Problem to solve: Place every line of the entries below into a Markdown table with two columns, "Row" for a running number and "Entry line" for the line itself. Omit blank lines.

Supplied records:
__________
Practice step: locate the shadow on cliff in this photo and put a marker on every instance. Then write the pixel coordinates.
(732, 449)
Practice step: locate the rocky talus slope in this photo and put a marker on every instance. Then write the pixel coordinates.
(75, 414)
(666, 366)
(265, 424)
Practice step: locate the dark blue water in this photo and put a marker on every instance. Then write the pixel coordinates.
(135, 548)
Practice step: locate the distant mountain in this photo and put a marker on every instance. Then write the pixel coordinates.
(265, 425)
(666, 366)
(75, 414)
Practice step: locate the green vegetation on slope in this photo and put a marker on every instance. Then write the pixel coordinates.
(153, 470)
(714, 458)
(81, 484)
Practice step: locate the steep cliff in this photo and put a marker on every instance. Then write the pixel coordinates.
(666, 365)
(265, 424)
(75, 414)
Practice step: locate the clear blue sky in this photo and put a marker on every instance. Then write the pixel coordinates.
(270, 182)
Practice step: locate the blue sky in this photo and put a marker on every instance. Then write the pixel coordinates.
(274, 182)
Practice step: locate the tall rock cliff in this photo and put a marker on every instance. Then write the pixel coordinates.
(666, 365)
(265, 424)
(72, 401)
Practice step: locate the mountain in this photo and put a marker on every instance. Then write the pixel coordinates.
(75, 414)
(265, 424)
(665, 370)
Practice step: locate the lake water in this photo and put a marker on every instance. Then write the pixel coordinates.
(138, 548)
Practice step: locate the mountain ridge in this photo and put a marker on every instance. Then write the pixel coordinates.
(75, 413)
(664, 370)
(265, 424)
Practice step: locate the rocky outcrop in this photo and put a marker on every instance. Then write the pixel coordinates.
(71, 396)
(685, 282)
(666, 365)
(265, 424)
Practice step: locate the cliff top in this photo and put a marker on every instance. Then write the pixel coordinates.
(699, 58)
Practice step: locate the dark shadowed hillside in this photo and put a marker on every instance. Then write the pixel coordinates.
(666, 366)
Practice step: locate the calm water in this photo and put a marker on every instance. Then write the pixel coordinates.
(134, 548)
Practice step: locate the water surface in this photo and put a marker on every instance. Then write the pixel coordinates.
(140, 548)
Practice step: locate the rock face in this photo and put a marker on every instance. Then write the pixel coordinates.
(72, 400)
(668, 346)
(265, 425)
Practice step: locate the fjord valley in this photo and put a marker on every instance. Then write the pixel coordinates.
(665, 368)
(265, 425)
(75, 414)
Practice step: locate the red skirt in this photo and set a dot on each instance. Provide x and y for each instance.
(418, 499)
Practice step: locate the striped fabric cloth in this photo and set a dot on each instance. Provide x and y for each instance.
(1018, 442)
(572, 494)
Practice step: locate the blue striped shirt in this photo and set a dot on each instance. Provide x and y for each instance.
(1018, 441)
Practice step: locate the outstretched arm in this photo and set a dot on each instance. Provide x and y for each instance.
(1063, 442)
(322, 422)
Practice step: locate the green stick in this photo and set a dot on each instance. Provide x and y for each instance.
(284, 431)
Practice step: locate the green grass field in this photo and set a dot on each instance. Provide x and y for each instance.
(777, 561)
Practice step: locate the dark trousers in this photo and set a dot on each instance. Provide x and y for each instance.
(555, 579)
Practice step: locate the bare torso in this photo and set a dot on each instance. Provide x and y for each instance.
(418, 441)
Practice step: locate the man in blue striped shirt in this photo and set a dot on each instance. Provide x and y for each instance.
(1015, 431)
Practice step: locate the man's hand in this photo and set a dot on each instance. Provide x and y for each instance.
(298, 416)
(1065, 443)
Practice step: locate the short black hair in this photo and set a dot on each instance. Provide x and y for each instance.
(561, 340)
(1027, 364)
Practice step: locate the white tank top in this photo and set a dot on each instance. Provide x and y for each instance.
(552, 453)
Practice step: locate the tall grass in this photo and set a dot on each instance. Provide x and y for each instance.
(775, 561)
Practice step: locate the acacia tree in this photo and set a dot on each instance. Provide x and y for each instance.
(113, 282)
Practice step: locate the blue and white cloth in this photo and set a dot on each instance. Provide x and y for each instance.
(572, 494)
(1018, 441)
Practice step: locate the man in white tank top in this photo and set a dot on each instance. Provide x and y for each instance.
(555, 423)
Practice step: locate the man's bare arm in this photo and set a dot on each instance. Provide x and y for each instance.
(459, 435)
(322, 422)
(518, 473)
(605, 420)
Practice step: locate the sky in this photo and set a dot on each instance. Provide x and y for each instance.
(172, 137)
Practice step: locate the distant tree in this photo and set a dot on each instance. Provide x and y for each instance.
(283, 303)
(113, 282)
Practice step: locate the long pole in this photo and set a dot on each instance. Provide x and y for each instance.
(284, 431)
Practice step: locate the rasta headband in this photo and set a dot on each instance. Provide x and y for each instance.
__________
Answer in full:
| Row | Entry line |
|---|---|
| 1 | Practice step: locate the shadow on cliff in this photo and put a marker on every instance. Then write the pixel coordinates. |
| 2 | (732, 449) |
| 3 | Practice step: locate the rocky talus slope in this photo and put a marker on every instance. Then write the pixel coordinates. |
| 4 | (75, 414) |
| 5 | (666, 366) |
| 6 | (265, 424) |
| 7 | Practice step: locate the dark blue water in this photo and put a marker on every instance. Then write the pixel coordinates. |
| 8 | (135, 548) |
| 9 | Practice step: locate the distant mountain in this photo and put a marker on every instance. Then write the pixel coordinates. |
| 10 | (265, 425) |
| 11 | (666, 366) |
| 12 | (75, 414) |
| 13 | Practice step: locate the green vegetation on slope in this photo and put a marker on every instance. Then write the pixel coordinates. |
| 14 | (153, 470) |
| 15 | (714, 458) |
| 16 | (81, 484) |
| 17 | Practice step: locate the steep cliff in this photo and put a marker on every instance. Then write the pixel coordinates. |
| 18 | (666, 365) |
| 19 | (265, 424) |
| 20 | (75, 414) |
| 21 | Practice step: locate the clear blue sky in this photo and put a marker on every instance. Then write the pixel coordinates. |
| 22 | (270, 182) |
| 23 | Practice step: locate the blue sky in this photo and put a marker on every instance. Then write the pixel coordinates. |
| 24 | (274, 182) |
| 25 | Practice step: locate the tall rock cliff in this photo and put a marker on every instance. Then write the pixel coordinates. |
| 26 | (666, 365) |
| 27 | (265, 424) |
| 28 | (72, 401) |
| 29 | Practice step: locate the mountain in this photo and put a marker on every instance. Then write the pixel coordinates. |
| 30 | (75, 414) |
| 31 | (265, 424) |
| 32 | (665, 370) |
| 33 | Practice step: locate the lake water in this photo and put a marker on every instance. Then write the pixel coordinates. |
| 34 | (138, 548) |
| 35 | Practice step: locate the mountain ridge in this photo and put a marker on every instance. Then write the pixel coordinates. |
| 36 | (75, 413) |
| 37 | (664, 370) |
| 38 | (265, 424) |
| 39 | Practice step: locate the rocky outcrop in this photo and put a marker on every instance. Then write the pixel coordinates. |
| 40 | (71, 396) |
| 41 | (685, 282) |
| 42 | (666, 365) |
| 43 | (265, 424) |
| 44 | Practice step: locate the cliff top in this photo and put a marker on every instance. Then write the pixel coordinates. |
| 45 | (699, 58) |
| 46 | Practice step: locate the dark shadowed hillside in this photo and put a marker on every instance. Then write the pixel coordinates. |
| 47 | (666, 366) |
| 48 | Practice step: locate the calm water in this photo and put a marker on every instance. Then write the pixel coordinates. |
| 49 | (134, 548) |
| 50 | Practice step: locate the water surface in this photo and put a marker on every instance. Then write the pixel coordinates. |
| 51 | (140, 548) |
| 52 | Practice step: locate the rock face in this photo and put a marker on every instance. Then write the pixel coordinates. |
| 53 | (72, 400) |
| 54 | (668, 346) |
| 55 | (265, 425) |
| 56 | Practice step: locate the fjord valley in this photo and put a marker on every instance. Then write the pixel coordinates. |
| 57 | (665, 368) |
| 58 | (265, 425) |
| 59 | (75, 414) |
| 60 | Practice step: locate the red skirt in this photo and set a dot on each instance. Provide x and y for each instance. |
| 61 | (418, 499) |
| 62 | Practice step: locate the striped fabric cloth in this photo and set a dot on each instance. Provide x and y for each instance. |
| 63 | (1018, 442) |
| 64 | (572, 494) |
| 65 | Practice step: locate the blue striped shirt in this photo and set a dot on each instance. Provide x and y for each instance. |
| 66 | (1018, 441) |
| 67 | Practice step: locate the outstretched arm in this photo and set a dot on each instance. Provide x and y for each instance. |
| 68 | (1063, 442) |
| 69 | (322, 422) |
| 70 | Practice step: locate the green stick in this photo and set a dot on each instance. Provide x and y for each instance. |
| 71 | (284, 431) |
| 72 | Practice step: locate the green grass field in this photo and set a dot on each instance. Provide x and y for each instance. |
| 73 | (777, 561) |
| 74 | Practice step: locate the dark trousers in this photo and set a dot on each instance. Provide x and y for each instance. |
| 75 | (555, 579) |
| 76 | Practice step: locate the bare torso in this photo and set a dot on each instance. Provide x and y for each instance. |
| 77 | (418, 441) |
| 78 | Practice step: locate the man in blue striped shirt in this photo and set a dot on each instance. Provide x and y for each instance. |
| 79 | (1015, 431) |
| 80 | Practice step: locate the man's hand in this photo and set a dot on each instance. Provide x and y for each instance. |
| 81 | (298, 416) |
| 82 | (1065, 443) |
| 83 | Practice step: locate the short black hair in this photo and set a dot on each instance. Provide x and y for each instance. |
| 84 | (561, 340) |
| 85 | (1027, 364) |
| 86 | Practice step: locate the white tank top in this photo and set a dot on each instance. Provide x and y for each instance. |
| 87 | (552, 453) |
| 88 | Practice step: locate the tall grass in this photo and set a dot on each instance. Provide x and y for each instance. |
| 89 | (775, 561) |
| 90 | Practice step: locate the acacia tree in this photo and set a dot on each instance. Provide x and y for each instance. |
| 91 | (113, 282) |
| 92 | Practice step: locate the blue and white cloth in this photo and set a dot on each instance. Provide x and y for each instance. |
| 93 | (572, 494) |
| 94 | (1018, 441) |
| 95 | Practice step: locate the man in white tank top in this photo and set a dot on each instance. Provide x and y for each instance. |
| 96 | (555, 423) |
| 97 | Practice step: locate the man's bare arm in this photo and set a dot on each instance. Provide x and y for each instance. |
| 98 | (459, 435) |
| 99 | (322, 422) |
| 100 | (518, 473) |
| 101 | (605, 420) |
| 102 | Practice step: locate the sky in this photo and set a dot on each instance. Provide x and y for each instance. |
| 103 | (172, 137) |
| 104 | Practice step: locate the distant tree in this photo and set a dot on each instance. Provide x and y for each instance. |
| 105 | (283, 303) |
| 106 | (113, 282) |
| 107 | Practice step: locate the long pole in this photo and set a dot on each instance. Provide x and y for each instance. |
| 108 | (284, 431) |
| 109 | Practice step: locate the rasta headband in this photo and set a dot on each instance. Provide x and y for each instance. |